WHAT THIS TASK INVOLVES: Type out the entries below again, character for character.

SUPPLIED INFORMATION:

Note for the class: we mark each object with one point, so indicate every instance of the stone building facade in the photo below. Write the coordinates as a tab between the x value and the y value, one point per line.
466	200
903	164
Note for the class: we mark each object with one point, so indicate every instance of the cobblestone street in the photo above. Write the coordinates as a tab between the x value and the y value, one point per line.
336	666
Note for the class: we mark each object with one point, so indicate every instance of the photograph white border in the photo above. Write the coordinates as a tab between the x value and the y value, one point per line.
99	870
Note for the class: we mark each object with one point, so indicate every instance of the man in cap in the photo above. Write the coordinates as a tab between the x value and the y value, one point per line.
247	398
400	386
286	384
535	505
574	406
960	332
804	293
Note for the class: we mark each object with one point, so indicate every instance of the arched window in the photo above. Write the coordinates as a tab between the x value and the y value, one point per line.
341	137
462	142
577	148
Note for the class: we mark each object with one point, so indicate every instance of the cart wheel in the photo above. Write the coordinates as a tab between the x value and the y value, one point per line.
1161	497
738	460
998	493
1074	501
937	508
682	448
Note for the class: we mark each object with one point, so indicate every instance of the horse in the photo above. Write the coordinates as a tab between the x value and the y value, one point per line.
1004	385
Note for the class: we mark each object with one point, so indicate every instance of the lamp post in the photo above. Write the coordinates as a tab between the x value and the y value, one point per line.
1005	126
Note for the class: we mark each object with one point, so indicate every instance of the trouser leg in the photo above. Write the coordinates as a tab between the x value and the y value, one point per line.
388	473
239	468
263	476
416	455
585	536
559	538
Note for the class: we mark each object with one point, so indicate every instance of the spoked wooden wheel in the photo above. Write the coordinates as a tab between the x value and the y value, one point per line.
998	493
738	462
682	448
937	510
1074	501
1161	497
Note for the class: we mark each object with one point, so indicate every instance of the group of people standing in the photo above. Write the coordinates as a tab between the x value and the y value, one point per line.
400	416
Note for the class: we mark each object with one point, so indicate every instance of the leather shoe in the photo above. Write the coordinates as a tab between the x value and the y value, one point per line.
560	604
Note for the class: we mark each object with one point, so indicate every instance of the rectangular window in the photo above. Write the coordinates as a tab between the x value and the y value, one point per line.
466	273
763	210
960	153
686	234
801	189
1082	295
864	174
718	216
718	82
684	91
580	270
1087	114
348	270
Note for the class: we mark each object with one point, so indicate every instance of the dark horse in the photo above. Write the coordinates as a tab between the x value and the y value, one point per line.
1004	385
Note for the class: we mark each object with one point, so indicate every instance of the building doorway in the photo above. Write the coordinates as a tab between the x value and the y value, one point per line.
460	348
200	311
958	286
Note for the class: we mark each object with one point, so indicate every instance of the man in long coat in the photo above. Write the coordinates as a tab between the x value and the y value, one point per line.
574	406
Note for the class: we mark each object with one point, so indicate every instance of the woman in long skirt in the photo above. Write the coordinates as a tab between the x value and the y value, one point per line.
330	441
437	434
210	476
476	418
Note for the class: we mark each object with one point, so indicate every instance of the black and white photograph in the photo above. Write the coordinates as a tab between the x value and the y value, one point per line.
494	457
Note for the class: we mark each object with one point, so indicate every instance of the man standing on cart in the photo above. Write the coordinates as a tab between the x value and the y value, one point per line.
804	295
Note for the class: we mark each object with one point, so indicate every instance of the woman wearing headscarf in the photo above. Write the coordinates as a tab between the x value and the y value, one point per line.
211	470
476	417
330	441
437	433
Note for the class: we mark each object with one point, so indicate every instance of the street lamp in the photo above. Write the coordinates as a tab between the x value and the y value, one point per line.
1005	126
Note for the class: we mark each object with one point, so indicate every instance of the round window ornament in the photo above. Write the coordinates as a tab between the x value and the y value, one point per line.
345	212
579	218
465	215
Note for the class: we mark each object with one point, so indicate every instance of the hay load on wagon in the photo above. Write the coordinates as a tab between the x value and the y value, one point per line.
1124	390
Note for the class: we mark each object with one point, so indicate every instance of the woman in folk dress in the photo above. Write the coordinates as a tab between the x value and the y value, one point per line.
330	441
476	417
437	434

RESPONSE BOX:
Note for the class: we mark each object with one point, so indicate every instance of the stone building facade in the photo below. Write the coordinates as a tab between the x value and the y value, one point per line.
466	200
903	164
Note for the class: we mark each object with one point, so indicate every instance of the cobblestone street in the photo above. Write the coordinates as a tab between the x value and the y value, one point per line.
336	666
Note for the class: we mark each object with one point, so indicate every instance of the photograph white border in the photo above. Write the coordinates as a tab between the x value and the y value, one point per line.
99	870
Note for the class: we mark each object with one point, so indicate every instance of the man in cap in the photo above. Write the coordinates as a tab between the x value and the y value, one point per line.
247	398
400	386
286	384
535	505
574	406
960	332
804	293
Note for the class: we mark each object with one point, so indicate every instance of the arched window in the photo above. Write the coordinates as a tab between the x value and the y value, one point per line.
341	137
462	142
577	148
Note for the class: we mark each object with one point, so indicate every instance of the cart wheel in the photo above. Write the coordinates as a tab between the x value and the y value, one point per line.
1161	497
738	460
998	493
1074	501
937	508
682	448
Note for the class: we mark each object with one point, so indicate every instance of the horse in the photo above. Write the coordinates as a tab between the x value and the y value, one point per line.
1004	385
Note for the class: we mark each object with one point, so indicate every instance of the lamp post in the photo above. Write the coordinates as a tab between the x value and the y value, one point per line.
1005	126
Note for the class: we mark each object with one point, so indicate every instance of the trouser leg in the photo above. Write the coordinates as a tab between the x value and the y value, one point per line.
388	473
239	468
263	476
416	455
585	536
559	538
Note for the class: we mark each object with one point, so indicate every instance of the spoked wooden wheel in the photo above. Write the coordinates as a tab between the x value and the y value, one point per line.
998	493
738	462
682	448
937	510
1074	501
1161	497
Note for the class: we mark each object with one point, so indicate every instance of the group of people standing in the photo above. Write the coordinates as a tab between the x value and the y value, one point per line.
400	416
Note for the class: we mark each object with one point, so indicate every instance of the leather shoe in the photo above. Write the coordinates as a tab between the x value and the y value, one point per line.
560	604
Note for the class: we mark each object with one point, so indicate every instance of the rectangular window in the photo above. Write the coordinates as a tab between the x value and the y value, one point per line.
466	273
763	210
960	153
686	234
801	189
1082	295
864	174
718	216
718	82
684	91
580	270
1087	114
348	270
Note for the class: we mark each object with one point, so indicate every instance of the dark horse in the photo above. Write the coordinates as a tab between the x value and the y value, one point per line.
1004	385
Note for the class: we mark each object with one point, so indicate every instance of the building doorway in the photo above. Write the coordinates as a tab between the x value and the y value, one point per line.
460	348
200	311
958	286
Note for the class: we mark each object with one point, so indicate every instance of the man in long coat in the photo above. Write the coordinates as a tab between the x value and the y value, one point per line.
574	406
Note for the class: we mark each object with one point, so indicate every instance of the woman in long skirt in the photo above. Write the coordinates as a tab between the x value and the y value, one point per line.
330	441
437	434
210	476
476	418
Note for the class: we mark each object with one point, so indicate every instance of the black and white photograph in the photo above. Write the coordinates as a tab between the x value and the y value, one point per line.
494	457
Note for the class: we mark each object with one point, so indicate every instance of the man standing on cart in the photo above. Write the coordinates as a tab between the x value and the y value, one point per line.
804	295
Note for the class: we mark each object with one point, so indicate every instance of the woman wearing headscarf in the photo above. Write the coordinates as a tab between the x value and the y value, one point per line.
211	470
476	417
330	441
437	433
Note for the class: we mark each object with one point, so indicate every instance of the street lamp in the photo above. Write the coordinates as a tab between the x value and the y value, one point per line.
1005	126
Note for the class: we mark each object with one point, so indicate every instance of the round window ornament in the photo above. Write the coordinates as a tab between the x value and the y value, one point per line.
345	212
579	218
465	215
Note for the class: we mark each object with one point, so indicate every instance of the hay load on wagon in the photo above. Write the coordinates as a tab between the x value and the y value, one point per line.
1124	390
Note for the class: we mark each object with one point, so indicate every instance of the woman in folk dress in the photo above. Write the coordinates as a tab between the x value and the y value, one point per line.
330	441
476	417
437	434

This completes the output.